• _GIVEN PROBLEM_: Copy every record below verbatim, line for line.

[Coordinate annotation records]

* * * *

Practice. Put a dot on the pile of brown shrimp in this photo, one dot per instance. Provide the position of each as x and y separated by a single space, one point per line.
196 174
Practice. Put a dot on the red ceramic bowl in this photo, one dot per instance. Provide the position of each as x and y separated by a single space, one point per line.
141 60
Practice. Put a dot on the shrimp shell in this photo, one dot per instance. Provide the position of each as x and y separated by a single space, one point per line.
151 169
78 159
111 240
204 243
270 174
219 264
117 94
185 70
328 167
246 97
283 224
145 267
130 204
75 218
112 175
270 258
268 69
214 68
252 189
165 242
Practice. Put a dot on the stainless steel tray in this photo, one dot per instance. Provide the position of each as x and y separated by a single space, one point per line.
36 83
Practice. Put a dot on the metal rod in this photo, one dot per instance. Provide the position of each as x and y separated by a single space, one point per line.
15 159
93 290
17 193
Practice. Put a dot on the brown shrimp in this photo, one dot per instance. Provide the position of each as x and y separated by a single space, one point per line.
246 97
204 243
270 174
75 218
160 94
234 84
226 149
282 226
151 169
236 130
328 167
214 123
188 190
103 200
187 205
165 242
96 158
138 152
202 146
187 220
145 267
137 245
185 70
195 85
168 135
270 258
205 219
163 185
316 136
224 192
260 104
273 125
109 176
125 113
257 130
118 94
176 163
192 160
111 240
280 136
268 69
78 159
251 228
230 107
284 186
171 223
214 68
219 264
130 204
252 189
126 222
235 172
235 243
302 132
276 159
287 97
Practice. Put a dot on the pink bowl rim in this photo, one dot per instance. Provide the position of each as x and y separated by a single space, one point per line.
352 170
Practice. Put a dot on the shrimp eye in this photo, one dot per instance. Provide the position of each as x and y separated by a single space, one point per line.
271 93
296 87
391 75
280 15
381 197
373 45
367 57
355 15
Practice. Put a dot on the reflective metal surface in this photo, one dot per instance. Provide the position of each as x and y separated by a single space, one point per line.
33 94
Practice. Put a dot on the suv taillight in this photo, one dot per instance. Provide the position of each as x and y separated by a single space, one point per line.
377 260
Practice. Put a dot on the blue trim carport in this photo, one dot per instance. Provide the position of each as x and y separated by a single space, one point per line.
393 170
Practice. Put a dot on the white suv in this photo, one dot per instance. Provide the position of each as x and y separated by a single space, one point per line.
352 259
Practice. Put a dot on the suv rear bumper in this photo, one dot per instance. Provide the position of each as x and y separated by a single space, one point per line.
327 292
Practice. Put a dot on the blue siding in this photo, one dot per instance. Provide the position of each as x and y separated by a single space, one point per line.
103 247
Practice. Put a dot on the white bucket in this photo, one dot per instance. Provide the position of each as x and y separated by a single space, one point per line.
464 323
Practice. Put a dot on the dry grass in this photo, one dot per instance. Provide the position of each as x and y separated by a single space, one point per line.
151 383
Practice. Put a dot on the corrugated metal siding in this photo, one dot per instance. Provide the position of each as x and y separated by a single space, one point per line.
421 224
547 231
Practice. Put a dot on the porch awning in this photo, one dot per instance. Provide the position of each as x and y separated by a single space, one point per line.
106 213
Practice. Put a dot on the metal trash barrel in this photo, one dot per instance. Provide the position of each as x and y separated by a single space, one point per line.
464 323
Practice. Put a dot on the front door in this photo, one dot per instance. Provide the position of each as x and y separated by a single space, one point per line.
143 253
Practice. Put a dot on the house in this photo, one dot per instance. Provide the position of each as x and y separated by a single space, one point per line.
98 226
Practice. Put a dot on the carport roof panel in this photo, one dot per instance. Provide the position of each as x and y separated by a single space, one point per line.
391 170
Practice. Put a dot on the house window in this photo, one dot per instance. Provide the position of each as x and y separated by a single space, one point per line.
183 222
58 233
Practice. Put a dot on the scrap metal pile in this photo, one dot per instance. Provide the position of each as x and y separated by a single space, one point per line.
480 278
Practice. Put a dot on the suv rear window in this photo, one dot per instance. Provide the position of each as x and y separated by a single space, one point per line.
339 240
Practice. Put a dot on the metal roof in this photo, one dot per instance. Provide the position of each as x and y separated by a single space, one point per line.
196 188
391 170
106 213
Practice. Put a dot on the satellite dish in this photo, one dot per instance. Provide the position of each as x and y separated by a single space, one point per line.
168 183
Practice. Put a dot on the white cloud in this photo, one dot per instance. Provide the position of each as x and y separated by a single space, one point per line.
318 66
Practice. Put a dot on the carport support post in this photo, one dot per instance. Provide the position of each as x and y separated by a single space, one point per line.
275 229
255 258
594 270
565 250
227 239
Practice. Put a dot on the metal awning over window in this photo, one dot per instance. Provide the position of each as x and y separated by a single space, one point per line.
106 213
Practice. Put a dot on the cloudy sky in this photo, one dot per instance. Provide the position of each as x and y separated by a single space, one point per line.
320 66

* * * *

• _IN RESPONSE_:
Practice. Put a dot on the pile of brown shrimp in this photo, one dot per instance. Provide the position of each as x and y separated by a single space, one point per line.
196 174
Practice. Put a dot on the red ceramic bowl in this photo, one dot per instance. Provide the position of each as x and y separated by a single space, one point per line.
141 60
Practice. Put a dot on the shrimp shell in this photo, one dot per instance. Provide the position of each as x and y separated by a single space, one point per line.
151 169
78 159
111 240
204 243
270 174
219 264
117 94
185 70
328 167
246 97
283 224
145 267
130 204
75 218
112 175
270 258
268 69
214 68
252 189
165 242
Practice. Put a dot on the stainless steel tray in this photo, one dot per instance. Provide the position of each as x and y separated by a single space, one point per line.
36 83
Practice. Put a dot on the metal rod in this photo, one dot per instance. Provide the position of each as x and y separated by a single space, one point per line.
15 159
93 290
17 193
Practice. Put a dot on the brown shrimp in this photo, one dot per instance. Provide the position of each as x and y separated by a single space, one point per line.
246 97
204 243
270 174
75 218
160 94
234 84
226 149
282 226
151 169
236 130
328 167
214 123
188 190
103 200
187 205
165 242
96 158
138 152
202 146
187 220
145 267
137 245
185 70
195 85
168 135
270 258
205 219
163 185
316 136
224 192
260 104
273 125
109 176
125 113
257 130
118 94
176 163
192 160
111 240
280 136
268 69
78 159
251 228
230 107
284 186
171 223
214 68
219 264
130 204
252 189
126 222
235 172
235 243
302 132
276 159
287 97
Practice. Put a dot on the pink bowl rim in this photo, one dot per instance. Provide the position of each as x and y separated by a single space, one point per line.
352 170
Practice. Put a dot on the shrimp eye in this photo, one dot per instance. Provide the position of each as x and y separated by a single space, one point per line.
271 93
296 87
391 75
280 15
381 197
373 45
367 57
355 15
Practice. Put a dot on the reflective metal surface in this photo, one dot per instance. Provide the position of each as x and y separated by a single space, one point per line.
33 94
Practice. Put a dot on the suv taillight in this photo, one dot per instance. Provide the position of each as x and y separated by a single space, one point per line.
377 260
Practice. Put a dot on the blue trim carport in this photo, one dot per instance. Provide the position of each as x and y separated by a single space, one point per line.
393 170
Practice. Put a dot on the white suv in this photo, one dot per instance. Provide the position of each as x and y separated by a single space, one point per line.
352 259
Practice. Put a dot on the suv rear bumper in this photo, one dot per instance. Provide the position of each as x and y separated by a single space, one point per line.
327 292
Practice. Put a dot on the blue siding in this photo, one dot per instance. Provide the position of each as x and y separated by a single space, one point per line.
103 247
Practice. Put a dot on the white bucket in this photo, one dot per instance. Provide the position of each as x and y separated by a single space, one point per line.
464 323
Practice. Put a dot on the dry grass in this photo, one dot per instance. Provide the position of each as x and y separated by a single space, one point per line.
151 383
Practice. Put a dot on the corrugated metal siding in this photo, one dot per instance. Provide the position of each as x and y separated by a single space, one point per line.
421 224
547 231
Practice. Put a dot on the porch awning in this photo, one dot per instance. Provide the position of each as x and y separated by a single space, one point per line.
106 213
Practice. Put a dot on the metal trash barrel in this photo, one dot per instance. Provide the position of each as x and y separated by a single space, one point per line.
464 323
Practice. Put a dot on the front door in this photo, one dot per instance. Provide the position of each as x and y separated by a single space, one point per line.
143 253
Practice. Put a dot on the house in this photo, one dot per instance. Provide the position of each as x and y separated by a single space, one point per line.
98 226
Practice. Put a dot on the carport roof panel in this photo, one dot per instance. Provide the position of each as x and y separated by a single space, one point per line.
391 170
Practice. Put a dot on the house window in this photo, one dot per instance. Provide the position of each as x and y separated by a single space, one point per line.
183 222
58 233
Practice. Put a dot on the scrap metal pile in this photo, one dot per instance. Provide the position of each as x and y separated by a single space, one point per line.
480 278
Practice. Put a dot on the suv rear window in this photo, one dot per instance. Provide the position of each as x and y separated by a single space, one point per line.
339 240
Practice. Put a dot on the metal roof in this photo, one dot per instance. Provide the position of each as x and y separated by a single space, one point per line.
196 188
391 170
106 213
Practice. Put a dot on the satellite dish in this photo, one dot per instance. Provide the position of each as x and y separated by a single space, one point per line.
168 183
Practice. Put a dot on the white cloud in this photo, one dot per instance. Provide the position of each as x and y separated by a single space, one point per line.
318 66
Practice. Put a dot on the carport support post in this photo, one dot per instance. Provide the position of each as x and y separated by a single space, one point per line.
275 229
255 258
594 270
565 250
227 239
Practice. Put a dot on the metal awning over window in this photo, one dot per instance. Provide the position of each as x and y separated by a single space, one point per line.
106 213
Practice. Put a dot on the cloudy sky in this photo, one dot per instance. Provide the position of each as x and y separated by a single space, one point per line.
320 66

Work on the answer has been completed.